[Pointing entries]

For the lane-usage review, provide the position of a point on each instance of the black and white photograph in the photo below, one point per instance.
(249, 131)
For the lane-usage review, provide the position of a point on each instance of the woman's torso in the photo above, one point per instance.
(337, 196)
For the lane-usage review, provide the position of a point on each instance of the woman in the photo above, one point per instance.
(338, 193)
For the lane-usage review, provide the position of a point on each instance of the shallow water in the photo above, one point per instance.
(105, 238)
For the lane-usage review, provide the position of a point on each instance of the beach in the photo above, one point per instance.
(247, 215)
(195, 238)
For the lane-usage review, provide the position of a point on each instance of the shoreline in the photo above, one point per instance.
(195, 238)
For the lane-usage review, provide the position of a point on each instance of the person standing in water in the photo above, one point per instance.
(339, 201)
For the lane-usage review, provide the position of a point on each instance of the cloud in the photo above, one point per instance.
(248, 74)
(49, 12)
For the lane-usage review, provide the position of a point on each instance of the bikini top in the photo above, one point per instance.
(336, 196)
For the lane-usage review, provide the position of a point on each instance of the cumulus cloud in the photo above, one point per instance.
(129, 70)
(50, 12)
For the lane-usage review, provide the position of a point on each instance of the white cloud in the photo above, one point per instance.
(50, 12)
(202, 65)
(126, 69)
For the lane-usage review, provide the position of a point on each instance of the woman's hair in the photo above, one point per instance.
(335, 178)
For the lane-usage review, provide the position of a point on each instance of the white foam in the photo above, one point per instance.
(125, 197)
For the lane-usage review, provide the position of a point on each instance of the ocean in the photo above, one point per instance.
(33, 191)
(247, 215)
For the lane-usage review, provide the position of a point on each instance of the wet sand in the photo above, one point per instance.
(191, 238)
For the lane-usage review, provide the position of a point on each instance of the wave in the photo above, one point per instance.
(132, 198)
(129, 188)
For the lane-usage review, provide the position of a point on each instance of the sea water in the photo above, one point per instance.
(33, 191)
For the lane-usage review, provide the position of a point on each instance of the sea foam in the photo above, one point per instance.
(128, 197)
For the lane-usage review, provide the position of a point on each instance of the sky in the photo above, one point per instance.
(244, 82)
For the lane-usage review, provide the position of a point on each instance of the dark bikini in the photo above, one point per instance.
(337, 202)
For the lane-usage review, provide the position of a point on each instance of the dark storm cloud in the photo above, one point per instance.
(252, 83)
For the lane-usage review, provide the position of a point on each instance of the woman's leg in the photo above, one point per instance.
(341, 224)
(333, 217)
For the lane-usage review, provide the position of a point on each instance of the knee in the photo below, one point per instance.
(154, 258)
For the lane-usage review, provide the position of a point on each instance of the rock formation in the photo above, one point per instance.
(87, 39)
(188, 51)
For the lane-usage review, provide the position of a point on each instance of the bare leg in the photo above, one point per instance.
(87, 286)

# Direction:
Copy the lines above word for word, starting at the line containing "of the rock" and ending with the last line of the entries.

# Answer to this problem:
For the lane-usage review, provide the position of a point on each instance of the rock formation in the photo above, one point per instance.
(87, 39)
(188, 51)
For the lane-usage review, provide the position of a point on each instance of the bare leg in the photo above, one point per instance.
(87, 286)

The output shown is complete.